>> start Listed entries

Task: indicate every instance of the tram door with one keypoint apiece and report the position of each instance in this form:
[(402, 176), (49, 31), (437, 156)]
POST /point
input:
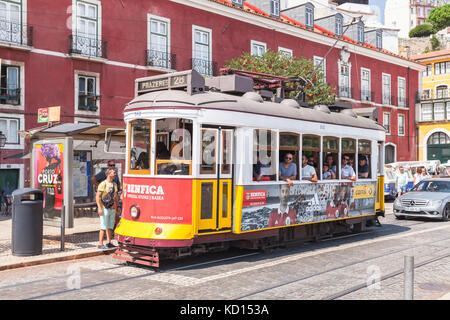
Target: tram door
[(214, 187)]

>> end Listed entries
>> start Listed entries

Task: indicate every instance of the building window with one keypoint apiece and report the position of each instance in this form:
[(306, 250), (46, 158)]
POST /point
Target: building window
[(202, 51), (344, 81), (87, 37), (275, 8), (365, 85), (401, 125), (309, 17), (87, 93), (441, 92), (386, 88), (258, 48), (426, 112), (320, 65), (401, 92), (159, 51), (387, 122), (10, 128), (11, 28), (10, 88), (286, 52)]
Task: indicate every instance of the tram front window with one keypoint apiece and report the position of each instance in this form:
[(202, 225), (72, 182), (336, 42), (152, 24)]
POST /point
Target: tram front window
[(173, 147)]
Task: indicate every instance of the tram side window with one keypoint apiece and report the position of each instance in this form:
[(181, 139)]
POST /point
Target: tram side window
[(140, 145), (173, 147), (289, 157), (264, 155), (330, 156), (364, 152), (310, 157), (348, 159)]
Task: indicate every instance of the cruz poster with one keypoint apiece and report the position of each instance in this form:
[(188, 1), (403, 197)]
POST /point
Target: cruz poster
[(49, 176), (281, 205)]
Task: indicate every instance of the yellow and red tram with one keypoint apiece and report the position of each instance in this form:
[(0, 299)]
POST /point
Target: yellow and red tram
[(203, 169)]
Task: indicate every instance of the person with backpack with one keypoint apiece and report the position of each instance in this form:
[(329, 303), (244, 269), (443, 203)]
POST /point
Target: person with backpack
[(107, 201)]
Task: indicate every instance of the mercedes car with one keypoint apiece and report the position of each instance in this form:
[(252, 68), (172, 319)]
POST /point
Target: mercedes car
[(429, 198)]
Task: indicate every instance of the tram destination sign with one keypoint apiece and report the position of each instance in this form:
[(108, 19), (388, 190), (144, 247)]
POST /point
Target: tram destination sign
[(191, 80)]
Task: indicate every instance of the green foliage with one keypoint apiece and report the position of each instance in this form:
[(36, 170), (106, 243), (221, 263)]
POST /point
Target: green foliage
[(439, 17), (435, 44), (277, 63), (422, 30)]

>> end Listed entries

What you will do:
Change "poster" to "banner" in the material that begins at the line containing "Task: indicate every instance of the cruz" and ends after the line containing "[(49, 176), (281, 205)]", and give back only those lines with nothing else altered.

Exercise solution:
Task: indicate every instance of the cruz banner with one keypoint apiece and report the position of each instance in this form:
[(188, 1), (403, 197)]
POST /point
Target: cruz banner
[(49, 176), (281, 205)]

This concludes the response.